Exercise requirements: Select every line in the records that contains the string "green" and copy those lines. Case counts.

(Image location labeling entries)

——

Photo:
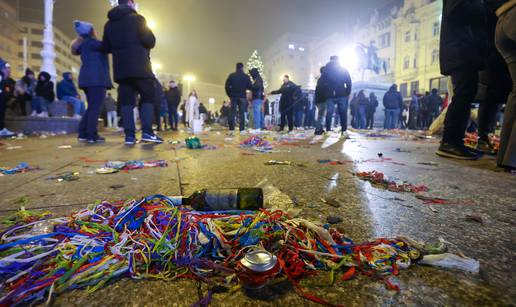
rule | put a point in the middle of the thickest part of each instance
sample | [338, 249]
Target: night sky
[207, 37]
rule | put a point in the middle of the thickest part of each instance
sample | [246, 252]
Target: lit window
[407, 36]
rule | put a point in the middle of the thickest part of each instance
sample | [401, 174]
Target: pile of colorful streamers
[378, 179]
[116, 166]
[21, 168]
[257, 143]
[152, 238]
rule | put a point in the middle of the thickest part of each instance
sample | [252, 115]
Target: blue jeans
[361, 118]
[342, 105]
[78, 105]
[39, 104]
[88, 124]
[257, 114]
[391, 118]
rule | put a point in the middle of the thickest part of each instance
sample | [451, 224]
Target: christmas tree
[255, 61]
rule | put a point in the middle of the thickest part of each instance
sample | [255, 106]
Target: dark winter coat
[237, 84]
[66, 87]
[173, 96]
[287, 92]
[110, 104]
[435, 102]
[45, 88]
[257, 87]
[338, 80]
[95, 66]
[128, 38]
[372, 105]
[463, 36]
[392, 99]
[321, 90]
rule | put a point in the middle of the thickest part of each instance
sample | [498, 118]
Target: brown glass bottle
[249, 199]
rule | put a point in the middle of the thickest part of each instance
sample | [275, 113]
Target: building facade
[9, 35]
[289, 55]
[417, 47]
[31, 34]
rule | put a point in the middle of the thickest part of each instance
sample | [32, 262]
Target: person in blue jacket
[66, 91]
[94, 79]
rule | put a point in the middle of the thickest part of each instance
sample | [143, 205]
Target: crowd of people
[477, 51]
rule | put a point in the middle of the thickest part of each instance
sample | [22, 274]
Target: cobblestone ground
[367, 212]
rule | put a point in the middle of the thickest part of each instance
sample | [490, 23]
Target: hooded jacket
[463, 43]
[257, 85]
[287, 92]
[392, 99]
[45, 88]
[128, 38]
[338, 80]
[237, 84]
[95, 66]
[66, 87]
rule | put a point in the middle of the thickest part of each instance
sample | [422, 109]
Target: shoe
[97, 140]
[6, 132]
[151, 138]
[456, 152]
[486, 147]
[130, 140]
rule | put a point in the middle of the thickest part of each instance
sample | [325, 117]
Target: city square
[237, 153]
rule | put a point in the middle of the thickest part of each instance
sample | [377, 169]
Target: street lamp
[189, 79]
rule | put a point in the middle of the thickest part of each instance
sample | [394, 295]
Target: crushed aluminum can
[257, 269]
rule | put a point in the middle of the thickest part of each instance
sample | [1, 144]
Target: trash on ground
[193, 143]
[276, 162]
[378, 179]
[152, 238]
[429, 163]
[112, 167]
[13, 147]
[67, 176]
[331, 202]
[452, 261]
[20, 168]
[474, 218]
[334, 220]
[257, 143]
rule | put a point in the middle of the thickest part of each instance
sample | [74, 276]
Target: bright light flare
[152, 24]
[348, 58]
[189, 78]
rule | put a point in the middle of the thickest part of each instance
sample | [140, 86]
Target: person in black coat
[173, 96]
[287, 91]
[45, 94]
[129, 39]
[339, 89]
[320, 98]
[371, 110]
[94, 79]
[462, 53]
[393, 103]
[506, 44]
[237, 84]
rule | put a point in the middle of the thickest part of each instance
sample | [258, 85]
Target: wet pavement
[480, 223]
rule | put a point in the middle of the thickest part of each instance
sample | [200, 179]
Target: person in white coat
[192, 108]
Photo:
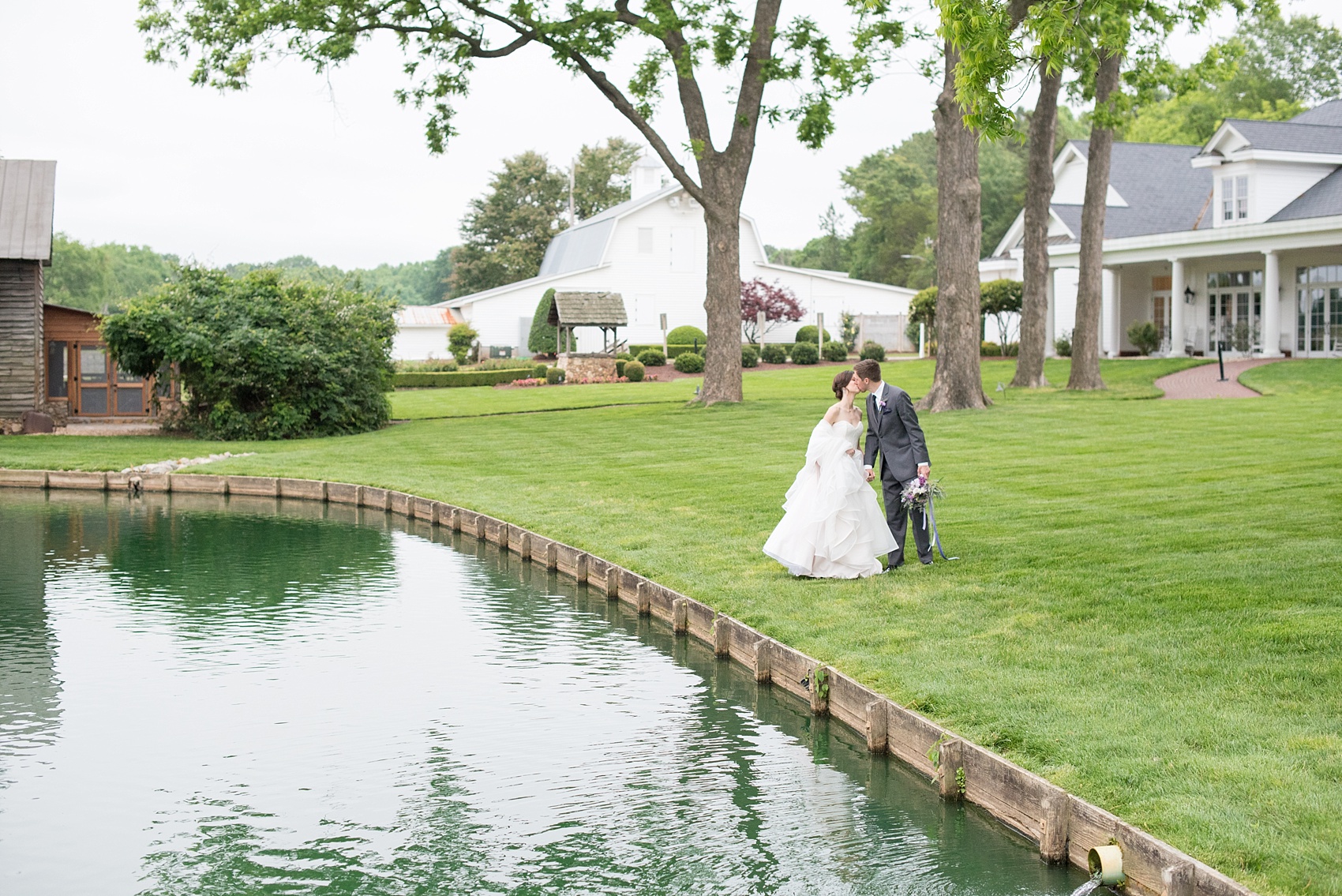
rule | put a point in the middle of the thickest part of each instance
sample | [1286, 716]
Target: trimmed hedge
[459, 378]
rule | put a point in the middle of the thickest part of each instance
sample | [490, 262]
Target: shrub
[805, 353]
[261, 357]
[835, 352]
[1148, 339]
[688, 336]
[809, 334]
[1063, 345]
[459, 339]
[688, 362]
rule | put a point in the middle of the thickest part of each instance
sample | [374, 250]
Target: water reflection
[425, 714]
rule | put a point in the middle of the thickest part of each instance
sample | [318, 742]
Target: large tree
[446, 40]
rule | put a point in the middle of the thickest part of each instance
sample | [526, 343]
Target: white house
[653, 249]
[1235, 240]
[422, 333]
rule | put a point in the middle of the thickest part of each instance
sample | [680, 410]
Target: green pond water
[205, 695]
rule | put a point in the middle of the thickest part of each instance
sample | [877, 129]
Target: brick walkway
[1203, 381]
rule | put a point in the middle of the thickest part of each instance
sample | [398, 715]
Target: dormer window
[1235, 197]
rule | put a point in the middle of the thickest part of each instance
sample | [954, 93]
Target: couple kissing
[832, 526]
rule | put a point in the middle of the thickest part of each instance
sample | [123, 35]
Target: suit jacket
[895, 433]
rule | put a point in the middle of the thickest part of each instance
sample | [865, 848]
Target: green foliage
[1146, 339]
[811, 334]
[261, 357]
[459, 339]
[103, 278]
[688, 362]
[460, 378]
[542, 339]
[805, 353]
[688, 336]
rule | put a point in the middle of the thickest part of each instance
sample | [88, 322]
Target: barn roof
[27, 199]
[588, 309]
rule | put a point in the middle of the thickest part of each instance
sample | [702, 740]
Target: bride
[832, 526]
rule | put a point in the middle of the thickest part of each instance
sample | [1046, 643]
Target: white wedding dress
[832, 526]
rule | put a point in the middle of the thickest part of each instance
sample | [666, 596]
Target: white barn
[653, 249]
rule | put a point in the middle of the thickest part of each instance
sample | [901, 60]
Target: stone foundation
[587, 366]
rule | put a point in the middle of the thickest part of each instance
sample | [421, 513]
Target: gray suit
[895, 433]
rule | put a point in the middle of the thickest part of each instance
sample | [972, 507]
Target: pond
[228, 695]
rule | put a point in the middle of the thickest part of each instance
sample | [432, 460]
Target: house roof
[588, 309]
[27, 199]
[1164, 193]
[583, 245]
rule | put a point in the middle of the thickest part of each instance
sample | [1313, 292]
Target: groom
[893, 429]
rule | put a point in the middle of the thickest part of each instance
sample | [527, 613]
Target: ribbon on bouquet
[935, 538]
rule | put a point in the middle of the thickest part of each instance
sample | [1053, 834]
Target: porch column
[1177, 287]
[1271, 334]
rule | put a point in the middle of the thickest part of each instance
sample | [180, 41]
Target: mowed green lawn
[1148, 609]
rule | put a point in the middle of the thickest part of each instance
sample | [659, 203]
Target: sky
[333, 168]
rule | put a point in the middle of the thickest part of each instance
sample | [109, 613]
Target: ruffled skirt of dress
[832, 526]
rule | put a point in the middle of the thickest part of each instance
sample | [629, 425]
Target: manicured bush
[688, 362]
[1148, 339]
[459, 378]
[805, 353]
[688, 336]
[809, 334]
[261, 357]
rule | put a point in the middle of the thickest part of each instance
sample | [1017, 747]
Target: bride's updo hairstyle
[841, 383]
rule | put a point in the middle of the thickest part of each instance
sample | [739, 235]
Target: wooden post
[1179, 879]
[878, 726]
[1058, 817]
[819, 690]
[764, 662]
[949, 767]
[680, 616]
[721, 636]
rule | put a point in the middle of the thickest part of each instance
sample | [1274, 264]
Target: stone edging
[1063, 825]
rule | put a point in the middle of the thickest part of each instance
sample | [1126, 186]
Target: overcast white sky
[335, 168]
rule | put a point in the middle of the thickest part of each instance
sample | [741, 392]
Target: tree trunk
[957, 383]
[1090, 286]
[1039, 195]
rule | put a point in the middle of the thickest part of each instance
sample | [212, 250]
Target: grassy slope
[1145, 612]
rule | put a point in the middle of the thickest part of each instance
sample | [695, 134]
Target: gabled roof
[588, 309]
[27, 201]
[583, 245]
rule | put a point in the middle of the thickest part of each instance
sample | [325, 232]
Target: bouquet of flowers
[918, 493]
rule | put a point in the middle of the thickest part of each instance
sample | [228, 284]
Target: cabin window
[58, 369]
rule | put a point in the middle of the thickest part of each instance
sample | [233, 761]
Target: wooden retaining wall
[1063, 825]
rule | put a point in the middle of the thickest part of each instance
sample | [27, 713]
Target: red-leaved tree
[778, 302]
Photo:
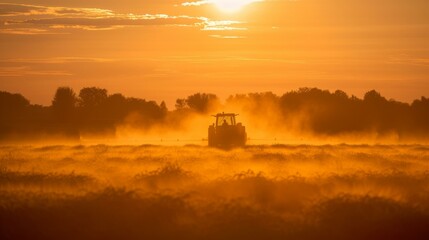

——

Written response:
Target: green pond water
Target: green foliage
Target: mowed green lawn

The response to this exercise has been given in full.